▶ _Description of the task_:
According to the StatConcepts page, in what program's language are the StatConcepts programs written?

▶ _Source text_:
---*---
StatConcepts: A Visual Tour of Statistical Ideas
H. Joseph Newton and Jane L. Harvill
Published April, 1997 by
Duxbury Press
Click here
to see Henrik Schmiediche's JAVA version of the random sampling
lab in StatConcepts.
From the Preface:
Most introductory statistics courses consist of three parts: 1)
Descriptive statistics; using numbers and graphs to summarize the
information about a data set, 2) Inferential statistics; making
conclusions about numerical characteristics of entire populations of
objects from those of samples from the populations, and 3)
Statistical concepts; the basic logical and mathematical ideas
underpinning descriptive and inferential statistics.
There are a wide variety of computer programs that make it easy for
students to accomplish what is required for the first two of these
parts, while there is very little software for illustrating
statistical concepts. That's why we wrote StatConcepts; a set of
``laboratories'' for illustrating ideas.
StatConcepts is actually a collection of programs written in the
language of StataQuest, which is a student version of a program called
Stata which is designed to do descriptive and inferential statistics.
StatConcepts is not intended as a text, but as a supplement to the
many introductory statistics texts that exist. Its main focus is on
correct intrepretation and understanding of statistical concepts,
terminology, and results and not on computation for a given problem,
although there are some labs that allow students to compute results.
---*---
▶ _Extracted entries_:

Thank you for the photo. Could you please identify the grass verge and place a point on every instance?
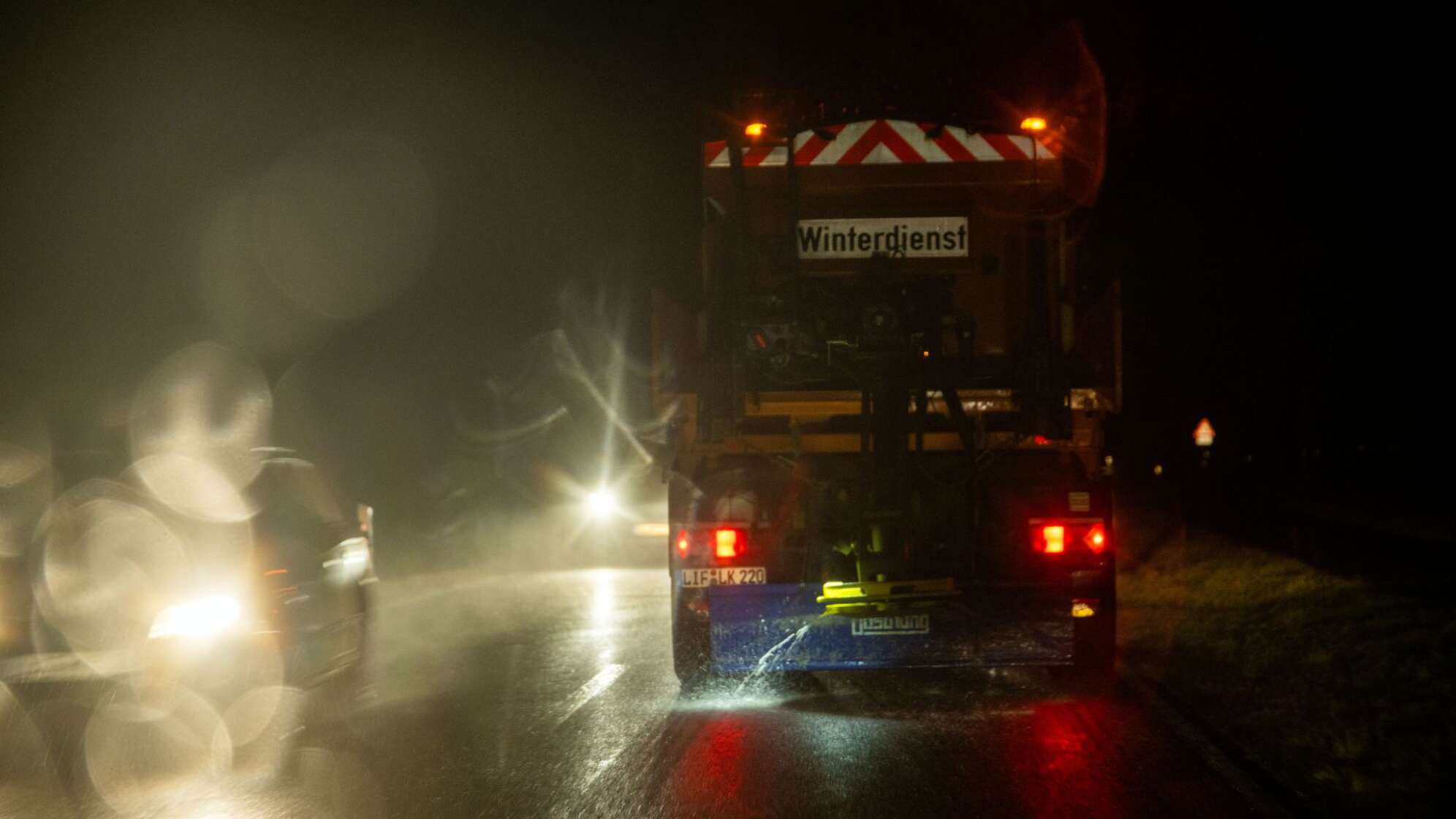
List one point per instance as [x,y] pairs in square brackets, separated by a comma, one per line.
[1341,690]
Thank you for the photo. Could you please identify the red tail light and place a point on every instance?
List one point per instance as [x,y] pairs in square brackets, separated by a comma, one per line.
[726,543]
[1053,540]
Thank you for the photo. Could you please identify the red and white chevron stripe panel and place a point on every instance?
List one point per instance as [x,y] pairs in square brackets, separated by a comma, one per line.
[886,142]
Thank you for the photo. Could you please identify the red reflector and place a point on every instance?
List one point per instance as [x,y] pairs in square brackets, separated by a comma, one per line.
[1053,540]
[726,543]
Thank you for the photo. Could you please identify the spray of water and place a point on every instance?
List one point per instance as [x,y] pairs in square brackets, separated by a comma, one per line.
[762,666]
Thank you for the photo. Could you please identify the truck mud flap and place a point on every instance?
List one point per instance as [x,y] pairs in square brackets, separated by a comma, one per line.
[782,628]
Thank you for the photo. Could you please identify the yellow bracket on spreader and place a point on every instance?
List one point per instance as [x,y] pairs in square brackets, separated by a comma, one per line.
[879,597]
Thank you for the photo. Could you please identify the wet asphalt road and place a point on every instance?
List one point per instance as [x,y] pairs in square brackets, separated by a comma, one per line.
[552,694]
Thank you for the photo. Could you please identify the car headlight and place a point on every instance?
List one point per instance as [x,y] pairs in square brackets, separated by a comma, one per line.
[349,562]
[602,503]
[197,618]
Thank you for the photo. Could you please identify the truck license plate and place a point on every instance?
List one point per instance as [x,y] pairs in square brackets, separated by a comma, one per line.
[726,576]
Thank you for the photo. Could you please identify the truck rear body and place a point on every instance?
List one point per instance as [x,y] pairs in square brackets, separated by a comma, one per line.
[887,409]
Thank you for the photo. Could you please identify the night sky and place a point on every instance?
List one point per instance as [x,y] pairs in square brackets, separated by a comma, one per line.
[1260,202]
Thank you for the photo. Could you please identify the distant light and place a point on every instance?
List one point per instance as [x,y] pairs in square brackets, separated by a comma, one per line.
[1203,433]
[602,503]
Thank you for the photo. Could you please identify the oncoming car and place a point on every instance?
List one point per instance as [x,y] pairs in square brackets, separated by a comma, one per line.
---*---
▶ _Correct response_:
StataQuest, a student version of Stata.